Please rewrite the entries below, starting at the line that contains "Annotation task: tag one point per instance of the horizontal" and ending at the last line of the entries, keeping each request line unchanged. Scale every coordinate in the answers by 0.5 and round to whole numbers, with halves rounding up.

--- Start of DATA SHOWN ---

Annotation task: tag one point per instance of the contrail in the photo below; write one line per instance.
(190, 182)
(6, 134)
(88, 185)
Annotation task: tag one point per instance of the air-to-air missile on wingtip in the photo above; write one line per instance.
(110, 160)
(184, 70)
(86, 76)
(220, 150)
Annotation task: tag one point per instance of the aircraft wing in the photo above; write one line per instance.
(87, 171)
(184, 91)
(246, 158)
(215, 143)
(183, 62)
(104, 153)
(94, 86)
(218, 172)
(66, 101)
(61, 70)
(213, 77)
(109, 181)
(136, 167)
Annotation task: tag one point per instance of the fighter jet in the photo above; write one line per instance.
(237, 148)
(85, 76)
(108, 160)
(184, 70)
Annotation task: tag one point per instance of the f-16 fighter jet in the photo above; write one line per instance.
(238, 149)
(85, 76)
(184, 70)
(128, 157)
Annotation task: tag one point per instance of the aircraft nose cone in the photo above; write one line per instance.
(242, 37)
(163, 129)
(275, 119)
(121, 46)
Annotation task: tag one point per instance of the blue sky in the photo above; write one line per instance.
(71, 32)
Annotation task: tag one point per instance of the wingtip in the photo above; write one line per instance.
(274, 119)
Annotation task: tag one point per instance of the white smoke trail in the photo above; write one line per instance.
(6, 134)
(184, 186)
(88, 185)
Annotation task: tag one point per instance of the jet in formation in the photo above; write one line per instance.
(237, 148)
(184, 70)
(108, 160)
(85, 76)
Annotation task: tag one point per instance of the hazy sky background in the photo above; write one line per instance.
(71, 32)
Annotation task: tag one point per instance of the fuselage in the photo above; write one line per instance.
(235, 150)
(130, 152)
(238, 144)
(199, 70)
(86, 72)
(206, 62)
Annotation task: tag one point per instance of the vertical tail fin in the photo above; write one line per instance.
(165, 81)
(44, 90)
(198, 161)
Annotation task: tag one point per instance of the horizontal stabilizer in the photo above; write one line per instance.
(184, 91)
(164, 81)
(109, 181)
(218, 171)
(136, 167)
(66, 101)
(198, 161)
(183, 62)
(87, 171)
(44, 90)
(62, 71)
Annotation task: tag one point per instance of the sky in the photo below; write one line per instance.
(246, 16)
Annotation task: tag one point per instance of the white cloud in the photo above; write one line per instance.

--- End of DATA SHOWN ---

CORRECT ANSWER
Annotation task: tag one point per instance of the horizontal stabilizer in the photo above; write one line per instance.
(92, 46)
(82, 41)
(55, 91)
(109, 86)
(68, 84)
(33, 51)
(99, 81)
(92, 31)
(44, 86)
(22, 45)
(31, 36)
Annotation task: tag one point per instance of the sky in the photo below; write one line per instance.
(123, 8)
Annotation task: tag one point per instance of the white cloud in the photo above; write one line per instance.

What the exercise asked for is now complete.